SOURCE TEXT.
====
The days were definitely long. On average, close to eleven hours for three days in a row. By wrap on day three I was tired as all hell.
When I wasn't shooting wasn't crewing or working or sleeping, I was at work on my upcoming shoot. Picking crew members, planning props and room layout, talking to my actors, choosing food, emailing my instructor constantly with questions (which I am sure they adore), rewriting my script... Etc. Lots to do in little amounts of time. It will be here in just a few days.
*the two pics of above were from Nitin & Ephantus' shoots respectively.
Can you guess what we continued with in this weeks of class? Getting in to Film Festivals! Nah, it was pre-production which meant working with actors, team logistics, storyboarding, labs both writing and pre-production (which is now officially the word of the day), and intro to sound.
Intro to sound was a great day. We worked with the day class and essentially had a dry run for our shoots. The class entailed us dragging out the equipment, setting up a set with lights and audio writing and filming a scene. From start to finish in the span of a few hours. I worked with Jimmy and Chris who are two funny dudes from the day class and we made a short about an asshole (me) who wouldn't get off the phone in the computer lab. Milena ran class to day and she is another one of instructors who does a lot of focus on editing. She is a great and easy going presence in the studio.
As I mentioned earlier, we had a lecture entitled Working With Actors which James ran point on. Another great lesson. One director and two actors. The director hands the actors a script that they've never seen before and the work it over... and over... and over. From one dry line read to almost where it is filmable. This is where the director really lets the actors know what he or she wants out of a scene and this is where the actors bring their ideas about their characters to the big dance. Give and take and communication . Creating trust and an avenue of communication that will continue up until filming.
In regards to my film... Death Rattle!! (ominous ain't it?) I spent time this week rewriting and casting. Both the actors I sent my script to and that I asked to be in my film accepted!! Heather Parsons and Edward McCloud will play Josephine and the Intruder respectively. I couldn't be happier to have these two in this project with me.
A few weeks into school we were informed that Fog City Pictures, the film production company associated with SFSDF, was having their world premiere of their latest film at the Mill Valley Film Festival and the students were invited to the screening, Q&A, and after-party. The movie is called Around June and was written and directed by James Savoca who is one of my instructors out at school. The movie stars Samaire Armstrong, Oscar Guerrero, Jon Gries, and Brad William Henke. There is a (really poor quality) picture above of the Q&A, from L to R: Brad William Henke, Jon Gries, Jeremiah Bimbaum (producer & co-founder of SFSDF), James Savoca, & a staff member from MVFF. It was both cool and surreal to be at a premiere and see and speak with the cast and crew of the film. The premiere was sold out and seemed to be a success for Fog City! It was mos def. sweet to meet the guy who played both Lazlo (thanks for the movie trivia answer Pat!) in Real Genius and Uncle Rico in Napoleon Dynamite...
According to The Filmmaker's Handbook: A Comprehensive Guide For The Digital Age "a storyboard is made for a scene, each shot is drawn as one or more still images, noting camera and actor movements." Being that my drawing sucks donkey ass I elected to take pictures for my storyboards. Obviously I needed some help with that so I recruited some friends*, filled their bellies full of food and alcohol, threw an axe in the mix, and the rest is history. Some of the above pics I am using for storyboards (pics 1 & 4) the others I threw in cuz' they make me smile. To get a feel for the piece we did a screenplay read-through, which helped immensely to hear a male and female read the parts, and then we cast my film by watching the audition tapes and discussing my shortlist of actors. Surprisingly enough, my shortlist vibed with everyone else. I plan on doing this from here on out with an ever expanding and revolving group of friends.
====
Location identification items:
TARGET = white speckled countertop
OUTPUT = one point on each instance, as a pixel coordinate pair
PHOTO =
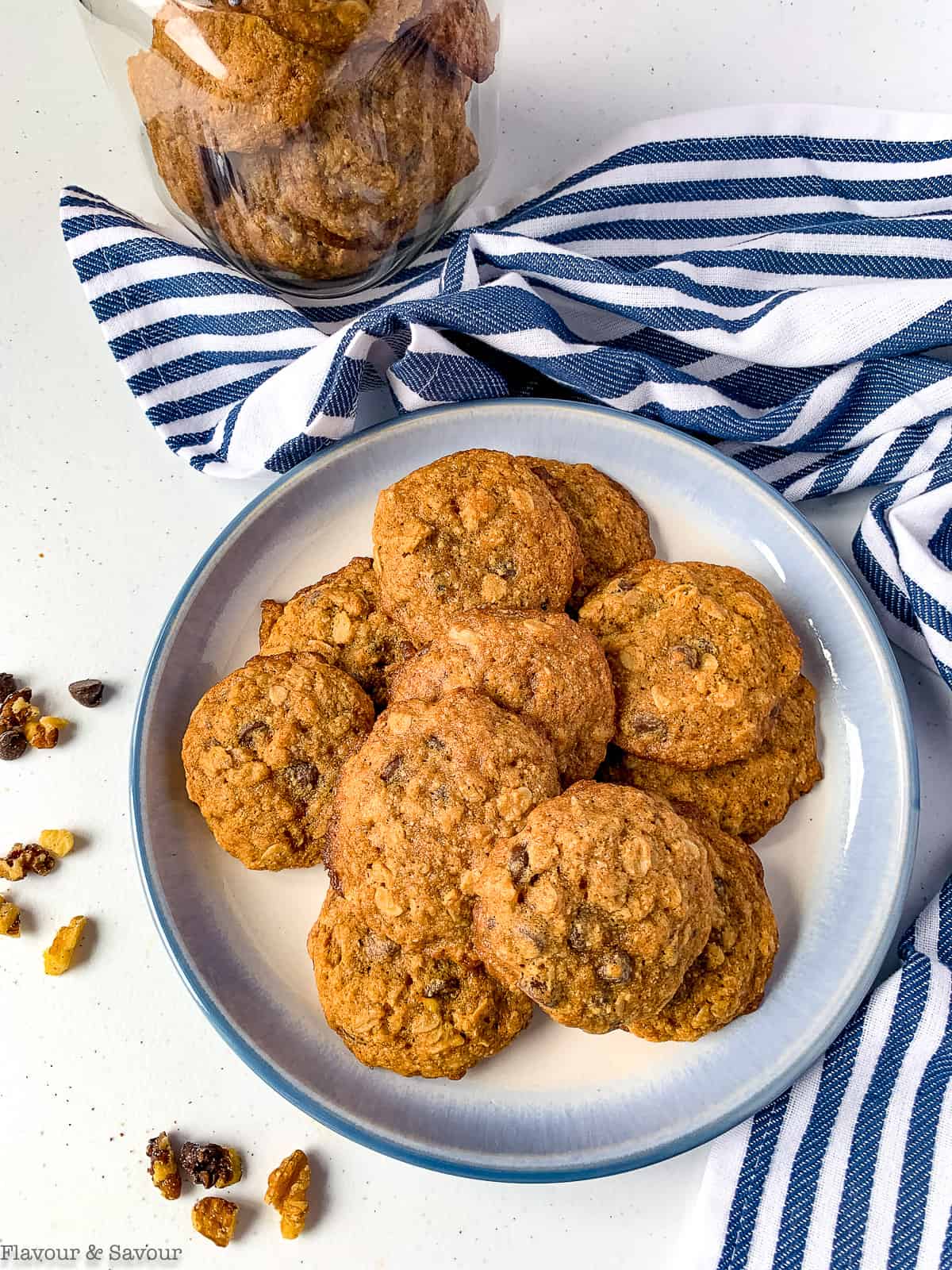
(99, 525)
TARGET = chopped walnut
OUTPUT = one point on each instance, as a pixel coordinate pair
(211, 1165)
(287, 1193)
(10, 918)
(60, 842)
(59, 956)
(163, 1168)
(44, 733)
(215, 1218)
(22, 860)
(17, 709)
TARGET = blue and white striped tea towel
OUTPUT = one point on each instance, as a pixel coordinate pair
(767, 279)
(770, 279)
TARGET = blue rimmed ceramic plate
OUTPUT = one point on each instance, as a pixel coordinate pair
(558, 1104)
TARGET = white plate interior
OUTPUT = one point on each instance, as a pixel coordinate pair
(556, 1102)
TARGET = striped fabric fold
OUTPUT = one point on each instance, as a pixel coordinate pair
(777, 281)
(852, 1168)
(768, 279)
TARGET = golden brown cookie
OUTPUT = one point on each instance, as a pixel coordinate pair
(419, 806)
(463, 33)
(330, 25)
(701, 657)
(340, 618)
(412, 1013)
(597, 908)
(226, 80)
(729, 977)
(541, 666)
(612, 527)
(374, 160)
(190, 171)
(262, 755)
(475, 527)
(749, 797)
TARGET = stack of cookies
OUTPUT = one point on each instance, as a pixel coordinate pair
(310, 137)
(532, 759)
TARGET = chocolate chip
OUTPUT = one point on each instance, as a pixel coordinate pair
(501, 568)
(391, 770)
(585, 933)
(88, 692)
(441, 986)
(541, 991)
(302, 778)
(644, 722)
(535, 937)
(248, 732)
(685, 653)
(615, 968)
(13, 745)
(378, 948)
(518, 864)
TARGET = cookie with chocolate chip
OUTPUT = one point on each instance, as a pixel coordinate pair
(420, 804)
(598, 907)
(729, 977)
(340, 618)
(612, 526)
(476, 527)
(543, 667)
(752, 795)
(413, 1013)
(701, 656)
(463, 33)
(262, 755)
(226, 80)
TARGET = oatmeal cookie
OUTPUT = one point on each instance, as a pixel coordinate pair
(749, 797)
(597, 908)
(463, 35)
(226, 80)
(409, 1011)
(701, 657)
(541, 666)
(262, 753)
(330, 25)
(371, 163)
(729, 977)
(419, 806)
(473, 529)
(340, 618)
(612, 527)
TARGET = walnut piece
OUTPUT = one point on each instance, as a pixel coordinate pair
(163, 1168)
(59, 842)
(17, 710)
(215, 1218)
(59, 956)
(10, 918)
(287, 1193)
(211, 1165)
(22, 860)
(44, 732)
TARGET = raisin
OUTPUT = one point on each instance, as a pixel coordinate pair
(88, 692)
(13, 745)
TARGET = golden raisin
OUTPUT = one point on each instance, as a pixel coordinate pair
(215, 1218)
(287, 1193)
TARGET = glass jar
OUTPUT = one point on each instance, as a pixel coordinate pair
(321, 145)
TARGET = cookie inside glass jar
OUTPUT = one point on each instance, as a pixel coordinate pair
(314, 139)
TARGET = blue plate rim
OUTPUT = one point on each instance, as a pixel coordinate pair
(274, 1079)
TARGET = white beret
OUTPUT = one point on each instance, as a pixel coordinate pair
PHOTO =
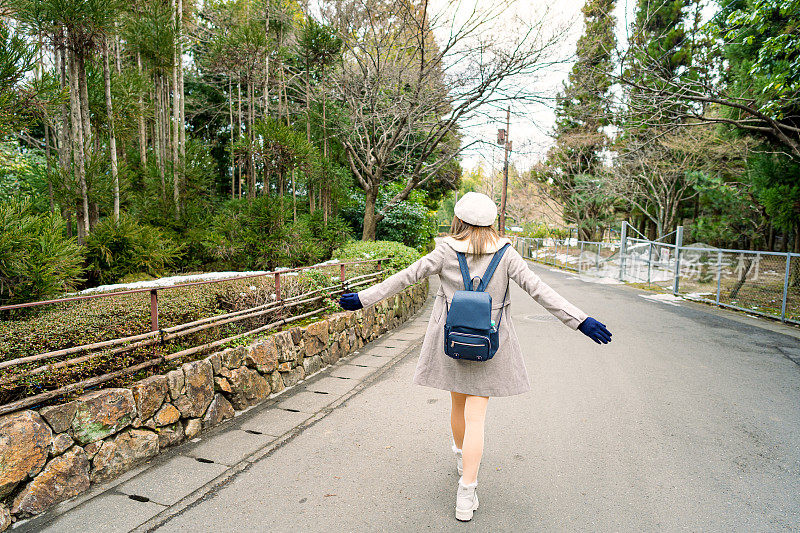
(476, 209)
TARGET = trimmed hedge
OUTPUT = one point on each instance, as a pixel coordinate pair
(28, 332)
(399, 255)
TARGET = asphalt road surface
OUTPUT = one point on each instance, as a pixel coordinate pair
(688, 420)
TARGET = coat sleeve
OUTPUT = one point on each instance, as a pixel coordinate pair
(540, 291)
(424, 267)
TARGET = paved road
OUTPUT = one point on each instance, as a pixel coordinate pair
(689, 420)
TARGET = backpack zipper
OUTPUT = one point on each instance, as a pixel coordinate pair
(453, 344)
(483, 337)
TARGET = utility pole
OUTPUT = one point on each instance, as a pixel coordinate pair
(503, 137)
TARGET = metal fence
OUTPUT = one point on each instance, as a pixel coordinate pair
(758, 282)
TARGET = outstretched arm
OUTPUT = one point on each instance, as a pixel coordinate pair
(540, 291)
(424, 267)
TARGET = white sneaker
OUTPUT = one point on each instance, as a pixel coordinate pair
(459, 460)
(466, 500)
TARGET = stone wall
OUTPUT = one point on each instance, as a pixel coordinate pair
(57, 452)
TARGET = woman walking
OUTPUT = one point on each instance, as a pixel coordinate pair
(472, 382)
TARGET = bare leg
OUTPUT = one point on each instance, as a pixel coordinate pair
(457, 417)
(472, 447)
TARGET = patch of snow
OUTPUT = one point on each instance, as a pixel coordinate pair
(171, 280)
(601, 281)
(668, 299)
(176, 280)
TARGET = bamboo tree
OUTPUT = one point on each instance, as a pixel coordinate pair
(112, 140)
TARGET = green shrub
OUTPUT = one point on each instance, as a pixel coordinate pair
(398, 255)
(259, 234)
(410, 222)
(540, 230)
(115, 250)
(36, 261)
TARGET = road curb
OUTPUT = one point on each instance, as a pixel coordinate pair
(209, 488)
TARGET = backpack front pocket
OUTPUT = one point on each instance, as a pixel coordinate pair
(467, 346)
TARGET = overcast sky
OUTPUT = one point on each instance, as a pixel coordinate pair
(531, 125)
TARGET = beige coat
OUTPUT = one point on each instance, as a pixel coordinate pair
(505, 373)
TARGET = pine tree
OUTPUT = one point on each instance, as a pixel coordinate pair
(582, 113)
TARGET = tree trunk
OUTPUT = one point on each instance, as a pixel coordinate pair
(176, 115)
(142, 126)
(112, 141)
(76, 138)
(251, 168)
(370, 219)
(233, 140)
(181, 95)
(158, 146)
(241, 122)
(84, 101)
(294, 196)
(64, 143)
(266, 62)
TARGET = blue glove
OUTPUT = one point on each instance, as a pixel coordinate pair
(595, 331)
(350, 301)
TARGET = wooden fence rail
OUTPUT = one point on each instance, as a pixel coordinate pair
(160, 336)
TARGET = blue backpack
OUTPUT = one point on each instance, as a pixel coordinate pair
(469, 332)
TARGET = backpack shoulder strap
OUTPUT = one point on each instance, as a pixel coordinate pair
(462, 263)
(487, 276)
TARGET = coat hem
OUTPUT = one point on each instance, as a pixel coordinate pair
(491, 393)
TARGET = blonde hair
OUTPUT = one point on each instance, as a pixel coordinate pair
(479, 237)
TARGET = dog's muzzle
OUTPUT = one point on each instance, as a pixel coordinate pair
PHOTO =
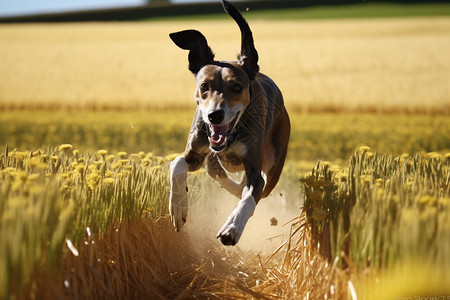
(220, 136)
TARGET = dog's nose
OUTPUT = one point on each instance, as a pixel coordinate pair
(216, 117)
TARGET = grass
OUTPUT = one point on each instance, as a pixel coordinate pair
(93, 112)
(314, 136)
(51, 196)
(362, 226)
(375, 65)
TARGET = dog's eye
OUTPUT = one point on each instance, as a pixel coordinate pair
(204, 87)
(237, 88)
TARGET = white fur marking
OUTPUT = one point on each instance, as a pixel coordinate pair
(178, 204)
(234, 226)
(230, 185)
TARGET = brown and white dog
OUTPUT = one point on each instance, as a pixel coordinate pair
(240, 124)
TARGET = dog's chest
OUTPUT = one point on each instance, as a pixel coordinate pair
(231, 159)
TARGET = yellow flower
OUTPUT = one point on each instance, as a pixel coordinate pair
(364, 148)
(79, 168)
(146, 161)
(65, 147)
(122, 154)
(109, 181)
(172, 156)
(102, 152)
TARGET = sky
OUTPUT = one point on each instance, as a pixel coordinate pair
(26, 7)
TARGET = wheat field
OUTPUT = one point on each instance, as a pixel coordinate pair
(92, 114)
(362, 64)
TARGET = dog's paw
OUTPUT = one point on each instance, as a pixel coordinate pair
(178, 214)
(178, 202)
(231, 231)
====
TASK INSTRUCTIONS.
(a) Reproduce word for word everything in the film school post from "In regards to" down to "project with me.".
(b) According to the film school post, who will play Josephine in Death Rattle?

ANSWER LIST.
(a)
In regards to my film... Death Rattle!! (ominous ain't it?) I spent time this week rewriting and casting. Both the actors I sent my script to and that I asked to be in my film accepted!! Heather Parsons and Edward McCloud will play Josephine and the Intruder respectively. I couldn't be happier to have these two in this project with me.

(b) Heather Parsons